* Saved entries
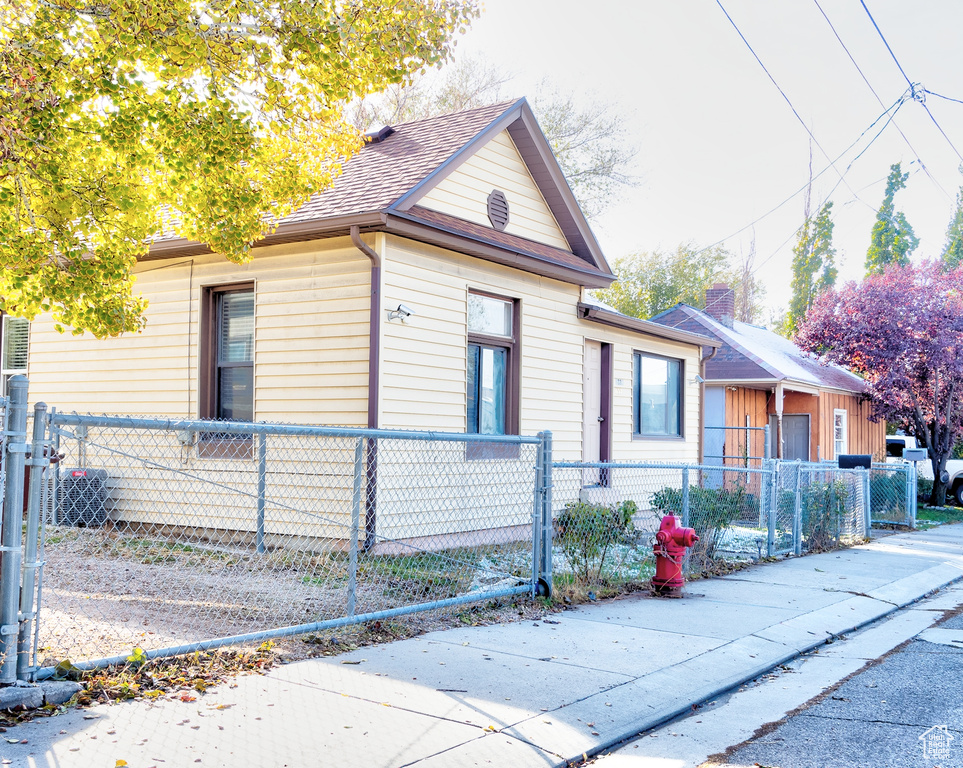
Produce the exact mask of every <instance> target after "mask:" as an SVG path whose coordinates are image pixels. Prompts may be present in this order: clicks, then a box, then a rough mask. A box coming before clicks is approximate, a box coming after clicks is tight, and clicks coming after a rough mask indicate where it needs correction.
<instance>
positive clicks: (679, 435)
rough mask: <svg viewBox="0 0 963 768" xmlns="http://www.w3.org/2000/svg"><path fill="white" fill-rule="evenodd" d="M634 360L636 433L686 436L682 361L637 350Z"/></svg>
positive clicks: (634, 405)
mask: <svg viewBox="0 0 963 768" xmlns="http://www.w3.org/2000/svg"><path fill="white" fill-rule="evenodd" d="M633 362H634V365H633V387H632V394H633V399H634V408H633V420H634V424H633V427H632V432H633V434H634V435H635V436H636V437H682V361H681V360H674V359H672V358H669V357H661V356H658V355H650V354H646V353H643V352H636V353H635V354H634V356H633Z"/></svg>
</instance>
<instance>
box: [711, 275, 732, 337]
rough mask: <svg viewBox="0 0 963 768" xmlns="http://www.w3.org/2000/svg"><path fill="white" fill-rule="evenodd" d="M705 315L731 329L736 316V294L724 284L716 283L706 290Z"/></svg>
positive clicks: (721, 283)
mask: <svg viewBox="0 0 963 768" xmlns="http://www.w3.org/2000/svg"><path fill="white" fill-rule="evenodd" d="M706 314H707V315H709V317H711V318H713V319H715V320H718V321H719V322H720V323H722V324H723V325H724V326H726V327H727V328H732V321H733V319H734V318H735V316H736V292H735V291H734V290H732V288H730V287H729V286H728V285H726V284H725V283H716V284H715V285H713V286H712V287H711V288H709V289H708V290H706Z"/></svg>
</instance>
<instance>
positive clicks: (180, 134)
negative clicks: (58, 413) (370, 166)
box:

* What needs to be done
Could you give the material again with every "rough mask" replaced by "coarse mask", changing nothing else and leaving the pictures out?

* Solution to the exercise
Produce the exact mask of every <instance> target after "mask:" as an SVG path whose coordinates are image pixels. Prompts may be present in this order: clicks, then a box, then a coarse mask. A box coming before clicks is approximate, a box coming after clicks is tight, and clicks coming after a coarse mask indicate where it needs correction.
<instance>
positive clicks: (679, 435)
coarse mask: <svg viewBox="0 0 963 768" xmlns="http://www.w3.org/2000/svg"><path fill="white" fill-rule="evenodd" d="M634 360L636 433L686 436L682 361L637 350Z"/></svg>
positive clicks: (634, 405)
mask: <svg viewBox="0 0 963 768" xmlns="http://www.w3.org/2000/svg"><path fill="white" fill-rule="evenodd" d="M633 362H634V365H633V387H632V394H633V399H634V408H633V420H634V424H633V427H632V432H633V434H634V435H635V436H636V437H682V361H681V360H674V359H672V358H669V357H661V356H658V355H650V354H646V353H643V352H636V353H635V354H634V356H633Z"/></svg>
</instance>
<instance>
box: [711, 275, 732, 337]
coarse mask: <svg viewBox="0 0 963 768" xmlns="http://www.w3.org/2000/svg"><path fill="white" fill-rule="evenodd" d="M705 315L731 329L736 316V294L724 284L716 283L706 290Z"/></svg>
positive clicks: (721, 283)
mask: <svg viewBox="0 0 963 768" xmlns="http://www.w3.org/2000/svg"><path fill="white" fill-rule="evenodd" d="M706 314H707V315H709V317H711V318H713V319H715V320H718V321H719V322H720V323H722V324H723V325H724V326H726V327H727V328H732V321H733V319H734V318H735V316H736V292H735V291H734V290H732V288H730V287H729V286H728V285H726V284H725V283H716V284H715V285H713V286H712V287H711V288H709V289H708V290H706Z"/></svg>
</instance>
<instance>
positive clicks: (180, 134)
negative clicks: (58, 413) (370, 166)
box:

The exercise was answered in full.